▶ _Aim_: From the line with "Target: green plant wall art" through the final line, please write out the listing exactly, including both of those lines.

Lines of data
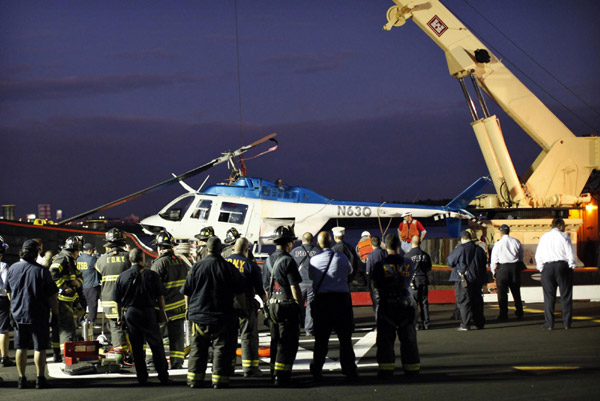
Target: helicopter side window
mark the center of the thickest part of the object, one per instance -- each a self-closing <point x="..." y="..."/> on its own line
<point x="234" y="213"/>
<point x="177" y="210"/>
<point x="202" y="210"/>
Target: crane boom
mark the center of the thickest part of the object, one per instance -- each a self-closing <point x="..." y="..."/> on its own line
<point x="559" y="173"/>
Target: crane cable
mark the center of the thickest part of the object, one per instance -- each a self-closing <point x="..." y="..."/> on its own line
<point x="540" y="66"/>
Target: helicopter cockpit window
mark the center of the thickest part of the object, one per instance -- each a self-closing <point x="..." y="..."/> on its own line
<point x="202" y="210"/>
<point x="233" y="213"/>
<point x="176" y="211"/>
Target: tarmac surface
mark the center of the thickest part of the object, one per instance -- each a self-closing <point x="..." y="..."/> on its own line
<point x="514" y="360"/>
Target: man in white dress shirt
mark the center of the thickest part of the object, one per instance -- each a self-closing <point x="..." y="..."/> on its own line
<point x="556" y="260"/>
<point x="505" y="264"/>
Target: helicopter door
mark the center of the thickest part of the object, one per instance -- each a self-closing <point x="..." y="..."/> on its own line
<point x="235" y="214"/>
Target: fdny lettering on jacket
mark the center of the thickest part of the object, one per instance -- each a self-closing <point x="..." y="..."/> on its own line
<point x="116" y="259"/>
<point x="402" y="270"/>
<point x="239" y="264"/>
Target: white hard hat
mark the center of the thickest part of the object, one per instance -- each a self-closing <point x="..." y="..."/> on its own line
<point x="338" y="231"/>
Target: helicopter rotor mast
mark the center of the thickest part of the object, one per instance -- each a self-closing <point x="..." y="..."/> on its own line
<point x="227" y="156"/>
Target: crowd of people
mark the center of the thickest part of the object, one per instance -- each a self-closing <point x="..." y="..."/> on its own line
<point x="222" y="288"/>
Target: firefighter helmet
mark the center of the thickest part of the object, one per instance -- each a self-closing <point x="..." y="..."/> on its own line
<point x="114" y="236"/>
<point x="205" y="233"/>
<point x="73" y="244"/>
<point x="284" y="234"/>
<point x="232" y="235"/>
<point x="164" y="239"/>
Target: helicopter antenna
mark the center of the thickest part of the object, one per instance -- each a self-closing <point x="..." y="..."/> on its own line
<point x="237" y="52"/>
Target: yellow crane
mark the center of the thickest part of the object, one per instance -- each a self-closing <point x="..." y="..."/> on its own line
<point x="559" y="173"/>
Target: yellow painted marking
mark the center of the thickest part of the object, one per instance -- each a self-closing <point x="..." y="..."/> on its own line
<point x="533" y="310"/>
<point x="546" y="367"/>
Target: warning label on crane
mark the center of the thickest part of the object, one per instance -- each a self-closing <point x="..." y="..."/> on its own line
<point x="437" y="25"/>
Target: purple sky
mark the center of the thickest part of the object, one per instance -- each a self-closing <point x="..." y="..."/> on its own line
<point x="99" y="99"/>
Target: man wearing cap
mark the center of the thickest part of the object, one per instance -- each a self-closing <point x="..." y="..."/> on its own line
<point x="209" y="291"/>
<point x="408" y="228"/>
<point x="340" y="245"/>
<point x="281" y="281"/>
<point x="32" y="293"/>
<point x="68" y="279"/>
<point x="86" y="264"/>
<point x="364" y="247"/>
<point x="302" y="255"/>
<point x="555" y="258"/>
<point x="329" y="273"/>
<point x="505" y="264"/>
<point x="110" y="265"/>
<point x="172" y="271"/>
<point x="138" y="293"/>
<point x="469" y="273"/>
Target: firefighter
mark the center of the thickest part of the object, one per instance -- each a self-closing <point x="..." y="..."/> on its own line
<point x="230" y="237"/>
<point x="339" y="233"/>
<point x="209" y="291"/>
<point x="110" y="265"/>
<point x="396" y="311"/>
<point x="248" y="323"/>
<point x="172" y="271"/>
<point x="68" y="279"/>
<point x="281" y="281"/>
<point x="202" y="237"/>
<point x="138" y="294"/>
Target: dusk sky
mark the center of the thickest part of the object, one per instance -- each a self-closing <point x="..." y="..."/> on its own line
<point x="99" y="99"/>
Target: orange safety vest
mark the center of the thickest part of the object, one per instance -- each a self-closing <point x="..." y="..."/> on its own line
<point x="364" y="249"/>
<point x="408" y="230"/>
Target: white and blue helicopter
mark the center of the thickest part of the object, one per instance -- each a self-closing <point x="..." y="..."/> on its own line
<point x="255" y="206"/>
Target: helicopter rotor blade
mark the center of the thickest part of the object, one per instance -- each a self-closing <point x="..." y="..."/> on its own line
<point x="226" y="156"/>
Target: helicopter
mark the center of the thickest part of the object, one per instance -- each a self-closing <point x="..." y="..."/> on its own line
<point x="255" y="207"/>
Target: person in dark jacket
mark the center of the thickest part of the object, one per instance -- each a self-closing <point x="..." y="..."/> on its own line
<point x="32" y="294"/>
<point x="137" y="294"/>
<point x="209" y="291"/>
<point x="419" y="286"/>
<point x="172" y="271"/>
<point x="340" y="245"/>
<point x="251" y="274"/>
<point x="469" y="273"/>
<point x="281" y="281"/>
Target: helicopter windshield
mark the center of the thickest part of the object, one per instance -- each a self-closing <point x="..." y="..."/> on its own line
<point x="233" y="213"/>
<point x="177" y="210"/>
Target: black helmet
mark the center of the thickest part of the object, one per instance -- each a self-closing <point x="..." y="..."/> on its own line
<point x="164" y="239"/>
<point x="114" y="235"/>
<point x="205" y="233"/>
<point x="73" y="244"/>
<point x="3" y="246"/>
<point x="232" y="235"/>
<point x="284" y="234"/>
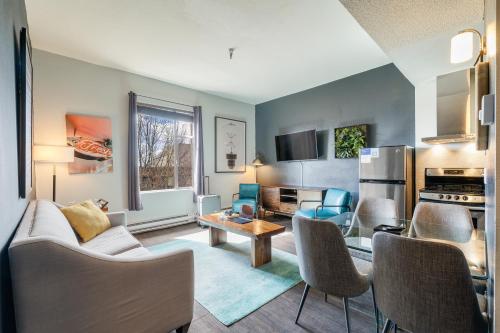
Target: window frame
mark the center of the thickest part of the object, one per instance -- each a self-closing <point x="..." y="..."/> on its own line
<point x="176" y="140"/>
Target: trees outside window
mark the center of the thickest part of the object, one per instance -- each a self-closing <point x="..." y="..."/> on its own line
<point x="165" y="152"/>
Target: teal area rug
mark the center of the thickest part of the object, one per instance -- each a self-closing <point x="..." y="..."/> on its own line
<point x="225" y="282"/>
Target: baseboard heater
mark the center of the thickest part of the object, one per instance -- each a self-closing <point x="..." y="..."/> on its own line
<point x="161" y="223"/>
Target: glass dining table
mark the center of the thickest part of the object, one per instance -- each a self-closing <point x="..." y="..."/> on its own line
<point x="358" y="232"/>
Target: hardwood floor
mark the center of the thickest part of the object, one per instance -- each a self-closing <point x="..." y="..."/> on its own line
<point x="279" y="314"/>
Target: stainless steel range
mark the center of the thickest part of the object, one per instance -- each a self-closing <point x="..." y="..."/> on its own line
<point x="460" y="186"/>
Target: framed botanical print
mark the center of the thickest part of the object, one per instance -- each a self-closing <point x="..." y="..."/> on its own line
<point x="230" y="145"/>
<point x="25" y="115"/>
<point x="349" y="140"/>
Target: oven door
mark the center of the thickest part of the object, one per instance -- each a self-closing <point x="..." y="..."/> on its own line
<point x="476" y="211"/>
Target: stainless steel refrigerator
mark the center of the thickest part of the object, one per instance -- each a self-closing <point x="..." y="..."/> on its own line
<point x="388" y="172"/>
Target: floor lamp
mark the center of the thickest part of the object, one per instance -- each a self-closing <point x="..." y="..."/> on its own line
<point x="53" y="155"/>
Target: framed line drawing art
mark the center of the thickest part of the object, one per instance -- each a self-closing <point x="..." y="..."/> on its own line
<point x="230" y="145"/>
<point x="25" y="129"/>
<point x="92" y="139"/>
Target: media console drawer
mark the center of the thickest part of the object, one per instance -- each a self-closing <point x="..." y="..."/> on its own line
<point x="286" y="199"/>
<point x="288" y="208"/>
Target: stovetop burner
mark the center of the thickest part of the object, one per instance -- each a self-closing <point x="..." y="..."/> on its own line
<point x="462" y="186"/>
<point x="458" y="189"/>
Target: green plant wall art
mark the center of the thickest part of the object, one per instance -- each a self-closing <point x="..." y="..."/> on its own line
<point x="349" y="140"/>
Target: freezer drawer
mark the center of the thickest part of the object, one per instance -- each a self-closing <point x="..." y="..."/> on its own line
<point x="396" y="192"/>
<point x="389" y="163"/>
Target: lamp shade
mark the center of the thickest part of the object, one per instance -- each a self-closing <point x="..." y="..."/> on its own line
<point x="462" y="47"/>
<point x="257" y="162"/>
<point x="53" y="154"/>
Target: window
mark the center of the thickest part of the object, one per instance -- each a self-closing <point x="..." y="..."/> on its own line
<point x="165" y="148"/>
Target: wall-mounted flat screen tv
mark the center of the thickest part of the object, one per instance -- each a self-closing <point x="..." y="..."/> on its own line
<point x="297" y="146"/>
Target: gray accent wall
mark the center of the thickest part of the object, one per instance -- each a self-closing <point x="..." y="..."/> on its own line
<point x="12" y="18"/>
<point x="382" y="98"/>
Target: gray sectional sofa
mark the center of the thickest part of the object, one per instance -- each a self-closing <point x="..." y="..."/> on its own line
<point x="109" y="284"/>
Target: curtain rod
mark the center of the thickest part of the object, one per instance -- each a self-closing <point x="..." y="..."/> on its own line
<point x="165" y="100"/>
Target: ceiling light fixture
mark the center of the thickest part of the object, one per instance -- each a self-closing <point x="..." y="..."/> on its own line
<point x="462" y="46"/>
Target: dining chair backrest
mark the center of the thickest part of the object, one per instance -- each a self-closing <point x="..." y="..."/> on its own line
<point x="442" y="221"/>
<point x="249" y="191"/>
<point x="324" y="260"/>
<point x="424" y="286"/>
<point x="378" y="207"/>
<point x="337" y="197"/>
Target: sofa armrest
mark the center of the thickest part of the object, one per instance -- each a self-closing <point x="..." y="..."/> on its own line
<point x="59" y="288"/>
<point x="117" y="219"/>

▶ _Solution to the problem_:
Target: green plant wall art
mark the center of the thickest part of the object, one per instance -- each a self-closing <point x="..." y="..."/> on its own line
<point x="349" y="140"/>
Target: freezer drawer
mark the center of the thickest part of the object, one per instance -- each a self-closing <point x="..." y="..."/> on its own line
<point x="396" y="192"/>
<point x="389" y="163"/>
Target: lamp shade
mark the center of the thickest part of the object, one per instance -- each a self-closing <point x="..." y="..."/> on its own line
<point x="462" y="47"/>
<point x="257" y="162"/>
<point x="53" y="154"/>
Target: window
mark the center of the thickest part of the object, one per instance -- each a self-closing <point x="..." y="..."/> on its own line
<point x="165" y="148"/>
Target: wall-mounted flat screen tv
mark the center of the thickest part of the object, one per instance -- each a self-closing <point x="..." y="..."/> on its own line
<point x="297" y="146"/>
Target: gray accent wall
mark the center of the thickest part of the object, one per instance -- each a self-closing <point x="..." y="..."/> on its own line
<point x="12" y="18"/>
<point x="382" y="98"/>
Target: gray sectional sofa
mark the center of the thickest part of the object, one per instance -- each a self-closing <point x="..." y="..."/> on its own line
<point x="109" y="284"/>
Target: curtain rod
mark the center of the thickest part of the object, one per instance -- each a self-closing <point x="..." y="..."/> on its own line
<point x="165" y="100"/>
Target: ceiling light fixture
mark the center of the thickest part of the object, one per instance -- each a self-closing <point x="..." y="..."/> on its own line
<point x="462" y="46"/>
Target: dining chair backrest
mark the center of the thickest part of the object, one per instance -- each a self-closing <point x="..." y="..."/> on its own line
<point x="442" y="221"/>
<point x="249" y="191"/>
<point x="324" y="260"/>
<point x="424" y="286"/>
<point x="378" y="207"/>
<point x="337" y="197"/>
Target: sofa armrest
mark the center of the thickest part of the object, one per instance -- each a self-closing <point x="..." y="..."/> on its own line
<point x="59" y="288"/>
<point x="117" y="219"/>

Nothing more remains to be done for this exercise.